**What you need to do**
Identify every line in the records that contains the word "railing", and copy each of those lines in full.

**Dataset records**
---+---
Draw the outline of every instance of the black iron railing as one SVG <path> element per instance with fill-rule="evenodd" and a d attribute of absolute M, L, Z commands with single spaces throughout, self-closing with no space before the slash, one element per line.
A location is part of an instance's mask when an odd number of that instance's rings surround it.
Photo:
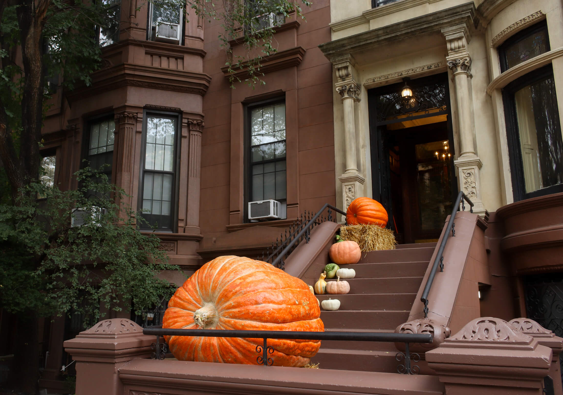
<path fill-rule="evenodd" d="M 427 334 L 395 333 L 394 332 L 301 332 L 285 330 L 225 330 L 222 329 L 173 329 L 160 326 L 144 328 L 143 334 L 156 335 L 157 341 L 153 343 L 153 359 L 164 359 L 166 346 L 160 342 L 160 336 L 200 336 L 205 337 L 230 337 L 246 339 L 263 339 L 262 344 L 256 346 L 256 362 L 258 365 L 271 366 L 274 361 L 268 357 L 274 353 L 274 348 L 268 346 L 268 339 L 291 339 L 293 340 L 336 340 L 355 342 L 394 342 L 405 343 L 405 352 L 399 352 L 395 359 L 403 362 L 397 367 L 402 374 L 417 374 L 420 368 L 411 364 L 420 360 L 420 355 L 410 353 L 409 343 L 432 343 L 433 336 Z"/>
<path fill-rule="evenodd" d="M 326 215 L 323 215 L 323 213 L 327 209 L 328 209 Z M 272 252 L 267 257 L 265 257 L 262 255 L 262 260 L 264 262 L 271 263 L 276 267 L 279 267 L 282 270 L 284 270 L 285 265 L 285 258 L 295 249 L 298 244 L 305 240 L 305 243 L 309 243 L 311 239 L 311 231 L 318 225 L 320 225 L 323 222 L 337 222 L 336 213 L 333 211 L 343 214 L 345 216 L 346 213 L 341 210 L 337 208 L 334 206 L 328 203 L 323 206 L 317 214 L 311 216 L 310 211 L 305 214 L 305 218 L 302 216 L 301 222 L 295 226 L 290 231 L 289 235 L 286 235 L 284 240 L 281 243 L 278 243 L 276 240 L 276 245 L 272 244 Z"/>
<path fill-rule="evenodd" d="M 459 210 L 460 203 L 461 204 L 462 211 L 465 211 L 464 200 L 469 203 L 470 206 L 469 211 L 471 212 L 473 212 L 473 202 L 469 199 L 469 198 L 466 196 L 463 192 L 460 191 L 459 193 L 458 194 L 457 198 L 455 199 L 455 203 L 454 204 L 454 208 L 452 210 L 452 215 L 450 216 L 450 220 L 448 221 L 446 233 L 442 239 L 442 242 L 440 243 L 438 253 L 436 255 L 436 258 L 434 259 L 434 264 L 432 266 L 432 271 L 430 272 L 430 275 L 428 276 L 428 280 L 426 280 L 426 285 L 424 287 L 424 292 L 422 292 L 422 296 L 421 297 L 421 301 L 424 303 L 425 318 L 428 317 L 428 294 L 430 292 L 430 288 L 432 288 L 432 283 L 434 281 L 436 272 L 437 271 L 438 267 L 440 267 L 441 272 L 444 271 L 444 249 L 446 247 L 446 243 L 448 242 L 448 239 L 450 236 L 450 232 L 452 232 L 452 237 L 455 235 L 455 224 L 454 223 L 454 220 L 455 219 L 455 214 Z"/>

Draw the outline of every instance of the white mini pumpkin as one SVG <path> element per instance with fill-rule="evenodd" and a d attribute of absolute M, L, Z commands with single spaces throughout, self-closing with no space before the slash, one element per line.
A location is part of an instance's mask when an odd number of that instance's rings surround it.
---+---
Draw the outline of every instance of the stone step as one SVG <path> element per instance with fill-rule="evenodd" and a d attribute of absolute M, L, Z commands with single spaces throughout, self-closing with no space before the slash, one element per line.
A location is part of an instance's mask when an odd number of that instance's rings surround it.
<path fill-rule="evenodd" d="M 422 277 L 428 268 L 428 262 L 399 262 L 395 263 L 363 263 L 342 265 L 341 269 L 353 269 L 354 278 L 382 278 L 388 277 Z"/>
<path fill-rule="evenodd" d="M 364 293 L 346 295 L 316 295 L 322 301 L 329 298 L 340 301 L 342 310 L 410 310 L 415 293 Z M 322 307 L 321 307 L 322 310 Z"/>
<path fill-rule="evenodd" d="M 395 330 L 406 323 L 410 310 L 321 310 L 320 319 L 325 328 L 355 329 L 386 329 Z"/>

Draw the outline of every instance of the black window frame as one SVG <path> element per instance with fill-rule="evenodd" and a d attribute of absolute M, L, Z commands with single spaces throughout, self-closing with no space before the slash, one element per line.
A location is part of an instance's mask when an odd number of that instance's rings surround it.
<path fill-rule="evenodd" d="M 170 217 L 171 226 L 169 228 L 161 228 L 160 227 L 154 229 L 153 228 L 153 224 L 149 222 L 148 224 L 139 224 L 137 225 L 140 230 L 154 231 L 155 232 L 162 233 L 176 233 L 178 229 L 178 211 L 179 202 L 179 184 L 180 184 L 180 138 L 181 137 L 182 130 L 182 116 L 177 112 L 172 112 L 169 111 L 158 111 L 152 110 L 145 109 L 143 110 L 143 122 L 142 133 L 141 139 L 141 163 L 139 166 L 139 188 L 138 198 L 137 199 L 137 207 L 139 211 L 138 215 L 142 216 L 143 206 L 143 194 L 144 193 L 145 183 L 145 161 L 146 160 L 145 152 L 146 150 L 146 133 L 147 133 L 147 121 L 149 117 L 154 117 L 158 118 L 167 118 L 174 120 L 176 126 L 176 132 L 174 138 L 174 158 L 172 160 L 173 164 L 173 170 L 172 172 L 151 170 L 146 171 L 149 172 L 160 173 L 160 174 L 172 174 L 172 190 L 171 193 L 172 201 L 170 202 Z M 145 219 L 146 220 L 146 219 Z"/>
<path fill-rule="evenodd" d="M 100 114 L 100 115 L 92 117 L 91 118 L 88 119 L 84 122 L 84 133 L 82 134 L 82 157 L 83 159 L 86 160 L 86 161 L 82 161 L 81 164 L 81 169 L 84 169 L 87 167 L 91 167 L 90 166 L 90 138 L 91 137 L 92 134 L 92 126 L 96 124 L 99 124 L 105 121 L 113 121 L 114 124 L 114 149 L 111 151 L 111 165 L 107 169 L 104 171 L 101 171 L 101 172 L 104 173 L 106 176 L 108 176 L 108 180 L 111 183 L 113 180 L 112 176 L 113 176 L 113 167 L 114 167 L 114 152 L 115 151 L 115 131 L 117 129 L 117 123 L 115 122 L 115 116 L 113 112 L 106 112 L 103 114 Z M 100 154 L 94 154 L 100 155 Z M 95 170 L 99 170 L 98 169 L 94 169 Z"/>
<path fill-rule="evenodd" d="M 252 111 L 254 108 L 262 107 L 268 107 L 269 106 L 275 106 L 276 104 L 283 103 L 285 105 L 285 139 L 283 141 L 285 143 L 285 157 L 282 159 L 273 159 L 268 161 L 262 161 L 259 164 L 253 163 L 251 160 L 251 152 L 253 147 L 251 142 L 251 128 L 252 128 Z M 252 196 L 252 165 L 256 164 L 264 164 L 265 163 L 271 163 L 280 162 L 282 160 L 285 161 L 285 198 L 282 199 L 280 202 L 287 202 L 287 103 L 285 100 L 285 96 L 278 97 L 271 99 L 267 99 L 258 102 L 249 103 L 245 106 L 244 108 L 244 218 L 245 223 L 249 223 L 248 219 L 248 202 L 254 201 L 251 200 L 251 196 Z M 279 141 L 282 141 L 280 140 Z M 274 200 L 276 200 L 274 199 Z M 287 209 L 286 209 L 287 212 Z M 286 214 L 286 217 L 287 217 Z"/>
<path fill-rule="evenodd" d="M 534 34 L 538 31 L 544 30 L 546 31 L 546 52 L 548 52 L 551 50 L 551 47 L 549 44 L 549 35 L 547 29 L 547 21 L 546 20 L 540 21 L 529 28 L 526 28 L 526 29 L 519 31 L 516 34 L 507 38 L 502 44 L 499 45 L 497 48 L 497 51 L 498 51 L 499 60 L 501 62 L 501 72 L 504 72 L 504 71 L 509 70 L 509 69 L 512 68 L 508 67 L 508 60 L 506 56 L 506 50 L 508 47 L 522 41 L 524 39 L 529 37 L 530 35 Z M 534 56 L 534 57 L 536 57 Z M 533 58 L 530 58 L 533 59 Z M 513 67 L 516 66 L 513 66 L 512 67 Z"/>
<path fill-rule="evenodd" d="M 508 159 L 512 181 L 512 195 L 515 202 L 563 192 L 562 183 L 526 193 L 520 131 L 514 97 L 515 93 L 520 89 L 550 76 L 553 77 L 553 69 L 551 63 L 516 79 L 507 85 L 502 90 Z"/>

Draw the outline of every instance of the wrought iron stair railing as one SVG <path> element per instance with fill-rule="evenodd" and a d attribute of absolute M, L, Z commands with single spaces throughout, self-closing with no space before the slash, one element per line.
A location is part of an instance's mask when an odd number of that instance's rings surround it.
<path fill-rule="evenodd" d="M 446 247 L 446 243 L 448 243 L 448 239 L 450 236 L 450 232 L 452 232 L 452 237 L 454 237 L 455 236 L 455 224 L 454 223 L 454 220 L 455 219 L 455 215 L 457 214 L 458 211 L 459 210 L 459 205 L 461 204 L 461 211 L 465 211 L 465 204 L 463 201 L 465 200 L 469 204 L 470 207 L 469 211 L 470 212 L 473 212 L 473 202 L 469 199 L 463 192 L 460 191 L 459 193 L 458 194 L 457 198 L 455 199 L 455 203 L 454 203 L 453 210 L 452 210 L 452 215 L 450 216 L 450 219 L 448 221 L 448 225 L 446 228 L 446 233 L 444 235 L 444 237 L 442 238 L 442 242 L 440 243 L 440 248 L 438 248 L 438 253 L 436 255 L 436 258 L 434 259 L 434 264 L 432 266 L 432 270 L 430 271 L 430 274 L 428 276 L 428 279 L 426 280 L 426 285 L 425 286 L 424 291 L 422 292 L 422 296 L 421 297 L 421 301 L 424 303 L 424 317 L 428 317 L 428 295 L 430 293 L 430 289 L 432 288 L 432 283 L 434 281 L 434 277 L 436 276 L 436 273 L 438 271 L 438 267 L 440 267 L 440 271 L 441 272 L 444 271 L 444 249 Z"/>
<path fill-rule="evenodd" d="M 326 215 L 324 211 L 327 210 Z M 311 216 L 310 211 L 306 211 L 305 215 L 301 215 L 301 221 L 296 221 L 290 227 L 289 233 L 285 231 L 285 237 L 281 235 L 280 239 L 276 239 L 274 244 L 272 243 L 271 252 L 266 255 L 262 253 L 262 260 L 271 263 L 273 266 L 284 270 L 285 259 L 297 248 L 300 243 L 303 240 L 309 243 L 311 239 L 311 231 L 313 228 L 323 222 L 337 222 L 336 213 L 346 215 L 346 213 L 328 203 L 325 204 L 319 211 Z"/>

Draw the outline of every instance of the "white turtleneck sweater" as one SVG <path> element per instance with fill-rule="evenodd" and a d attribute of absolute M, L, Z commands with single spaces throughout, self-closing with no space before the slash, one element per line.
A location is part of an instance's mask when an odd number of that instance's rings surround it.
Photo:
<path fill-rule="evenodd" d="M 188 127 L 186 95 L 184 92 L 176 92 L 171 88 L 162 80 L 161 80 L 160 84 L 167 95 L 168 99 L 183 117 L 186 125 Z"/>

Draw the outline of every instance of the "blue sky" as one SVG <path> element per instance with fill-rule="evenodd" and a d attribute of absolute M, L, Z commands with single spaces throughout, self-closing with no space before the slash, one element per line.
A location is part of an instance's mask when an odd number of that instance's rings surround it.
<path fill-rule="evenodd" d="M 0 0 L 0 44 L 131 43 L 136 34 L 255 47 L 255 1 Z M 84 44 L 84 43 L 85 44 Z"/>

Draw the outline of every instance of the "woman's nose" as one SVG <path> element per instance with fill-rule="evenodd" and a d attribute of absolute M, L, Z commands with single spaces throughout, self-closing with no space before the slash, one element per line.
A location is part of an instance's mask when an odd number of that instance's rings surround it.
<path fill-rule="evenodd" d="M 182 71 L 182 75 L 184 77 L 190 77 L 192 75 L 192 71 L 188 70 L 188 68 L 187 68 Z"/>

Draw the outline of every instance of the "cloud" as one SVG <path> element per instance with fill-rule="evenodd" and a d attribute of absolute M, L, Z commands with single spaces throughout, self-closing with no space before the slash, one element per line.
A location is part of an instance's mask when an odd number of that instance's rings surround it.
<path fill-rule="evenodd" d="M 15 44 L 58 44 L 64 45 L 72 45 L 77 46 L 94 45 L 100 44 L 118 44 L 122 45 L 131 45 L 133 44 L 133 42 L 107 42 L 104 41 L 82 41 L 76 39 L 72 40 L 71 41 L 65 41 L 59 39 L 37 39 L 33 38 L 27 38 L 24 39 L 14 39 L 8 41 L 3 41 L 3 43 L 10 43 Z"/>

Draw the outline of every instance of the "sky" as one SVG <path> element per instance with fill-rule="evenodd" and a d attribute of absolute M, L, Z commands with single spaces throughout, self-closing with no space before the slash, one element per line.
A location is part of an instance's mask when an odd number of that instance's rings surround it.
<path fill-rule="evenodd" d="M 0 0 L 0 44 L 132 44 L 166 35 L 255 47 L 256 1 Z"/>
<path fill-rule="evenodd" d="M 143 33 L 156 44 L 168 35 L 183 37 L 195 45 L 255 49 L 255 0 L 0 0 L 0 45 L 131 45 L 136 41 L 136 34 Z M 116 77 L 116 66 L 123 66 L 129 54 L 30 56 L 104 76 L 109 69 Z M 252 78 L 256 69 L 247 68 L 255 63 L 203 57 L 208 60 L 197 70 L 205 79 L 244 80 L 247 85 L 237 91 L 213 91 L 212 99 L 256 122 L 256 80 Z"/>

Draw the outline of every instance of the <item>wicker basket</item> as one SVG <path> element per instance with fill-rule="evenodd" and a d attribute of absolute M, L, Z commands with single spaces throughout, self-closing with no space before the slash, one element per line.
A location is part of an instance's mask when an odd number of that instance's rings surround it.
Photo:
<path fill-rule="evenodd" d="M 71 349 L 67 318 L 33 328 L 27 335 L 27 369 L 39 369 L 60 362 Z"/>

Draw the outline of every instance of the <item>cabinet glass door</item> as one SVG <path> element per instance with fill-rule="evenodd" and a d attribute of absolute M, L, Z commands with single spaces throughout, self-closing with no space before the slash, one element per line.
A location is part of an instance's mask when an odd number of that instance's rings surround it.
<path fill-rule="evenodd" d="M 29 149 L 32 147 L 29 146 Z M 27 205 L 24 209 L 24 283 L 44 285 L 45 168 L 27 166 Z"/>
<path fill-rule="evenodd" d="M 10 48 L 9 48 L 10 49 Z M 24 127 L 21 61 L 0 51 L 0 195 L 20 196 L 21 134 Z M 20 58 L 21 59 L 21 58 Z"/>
---+---
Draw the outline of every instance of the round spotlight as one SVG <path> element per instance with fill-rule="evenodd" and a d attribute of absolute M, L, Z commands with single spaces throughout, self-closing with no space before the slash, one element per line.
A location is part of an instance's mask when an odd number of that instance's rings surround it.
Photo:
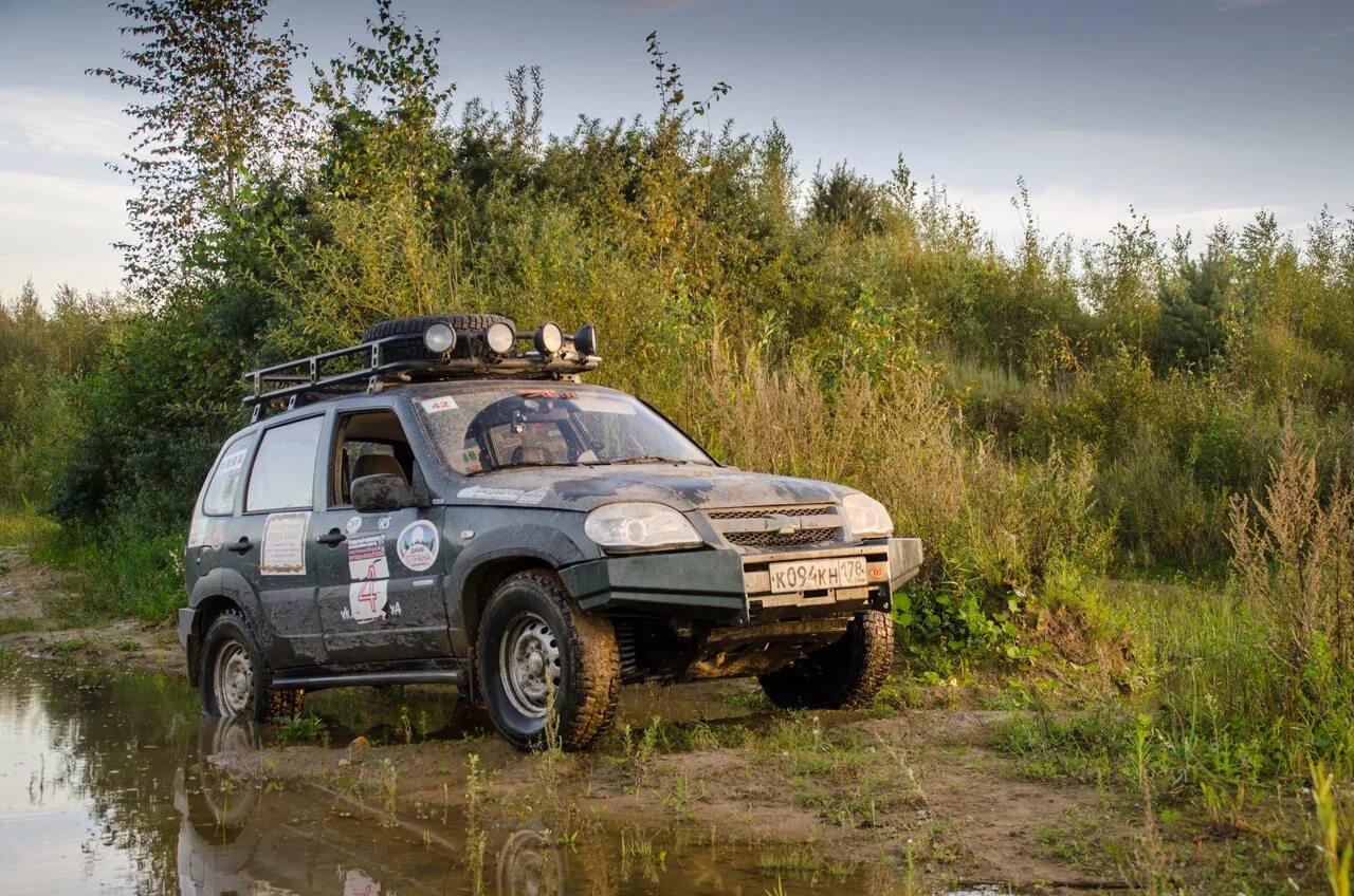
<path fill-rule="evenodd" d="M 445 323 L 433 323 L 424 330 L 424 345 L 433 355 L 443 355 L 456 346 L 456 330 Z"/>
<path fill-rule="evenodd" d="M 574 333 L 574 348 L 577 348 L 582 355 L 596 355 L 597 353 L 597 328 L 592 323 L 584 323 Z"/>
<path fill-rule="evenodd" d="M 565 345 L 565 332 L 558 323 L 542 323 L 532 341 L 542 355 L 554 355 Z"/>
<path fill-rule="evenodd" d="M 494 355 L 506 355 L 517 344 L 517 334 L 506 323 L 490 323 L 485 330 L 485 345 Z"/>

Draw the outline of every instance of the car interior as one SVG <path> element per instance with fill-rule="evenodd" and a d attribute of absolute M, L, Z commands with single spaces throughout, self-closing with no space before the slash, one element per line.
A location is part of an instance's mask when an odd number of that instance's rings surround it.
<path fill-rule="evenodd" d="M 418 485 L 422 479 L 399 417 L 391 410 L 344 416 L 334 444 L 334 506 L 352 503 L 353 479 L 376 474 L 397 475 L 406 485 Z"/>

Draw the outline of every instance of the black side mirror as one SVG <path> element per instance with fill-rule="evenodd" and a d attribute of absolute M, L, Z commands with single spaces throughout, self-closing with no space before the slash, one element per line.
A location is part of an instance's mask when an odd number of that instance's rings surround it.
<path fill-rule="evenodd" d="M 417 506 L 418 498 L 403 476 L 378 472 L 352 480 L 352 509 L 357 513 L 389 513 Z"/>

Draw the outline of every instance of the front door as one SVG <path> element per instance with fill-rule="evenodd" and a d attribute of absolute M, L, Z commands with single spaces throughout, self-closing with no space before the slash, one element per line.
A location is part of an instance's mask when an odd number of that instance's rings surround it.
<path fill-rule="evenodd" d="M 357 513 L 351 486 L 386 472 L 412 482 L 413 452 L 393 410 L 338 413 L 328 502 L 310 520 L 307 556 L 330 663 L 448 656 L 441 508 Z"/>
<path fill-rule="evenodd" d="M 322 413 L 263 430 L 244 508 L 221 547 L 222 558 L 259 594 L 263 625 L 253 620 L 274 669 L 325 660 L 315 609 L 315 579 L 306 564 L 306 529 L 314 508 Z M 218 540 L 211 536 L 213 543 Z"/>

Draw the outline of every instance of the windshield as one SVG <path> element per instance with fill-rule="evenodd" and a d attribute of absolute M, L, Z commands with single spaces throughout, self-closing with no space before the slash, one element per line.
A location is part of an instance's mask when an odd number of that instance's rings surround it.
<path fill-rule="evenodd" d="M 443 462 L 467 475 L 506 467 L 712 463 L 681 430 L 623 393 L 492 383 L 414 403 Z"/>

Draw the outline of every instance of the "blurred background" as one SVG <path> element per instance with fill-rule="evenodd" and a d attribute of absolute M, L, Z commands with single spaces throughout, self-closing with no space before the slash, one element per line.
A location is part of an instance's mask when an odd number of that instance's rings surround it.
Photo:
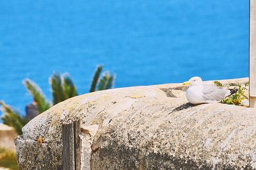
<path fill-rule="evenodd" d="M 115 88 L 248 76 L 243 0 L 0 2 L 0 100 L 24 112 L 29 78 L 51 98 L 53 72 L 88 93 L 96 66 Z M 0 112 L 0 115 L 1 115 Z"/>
---+---
**Full solution**
Draw the outline of every instance of the black iron railing as one SVG <path> element per instance with fill-rule="evenodd" and a d attribute of absolute M, L, Z commands with single spaces throughout, self-closing with no space before the slash, one element per line.
Draw the outline of every instance of the wrought iron stair railing as one SVG <path> element per instance with fill-rule="evenodd" and a d attribute of absolute M, L, Z commands with single spaces throughout, self-closing with no space before the slash, one element per line.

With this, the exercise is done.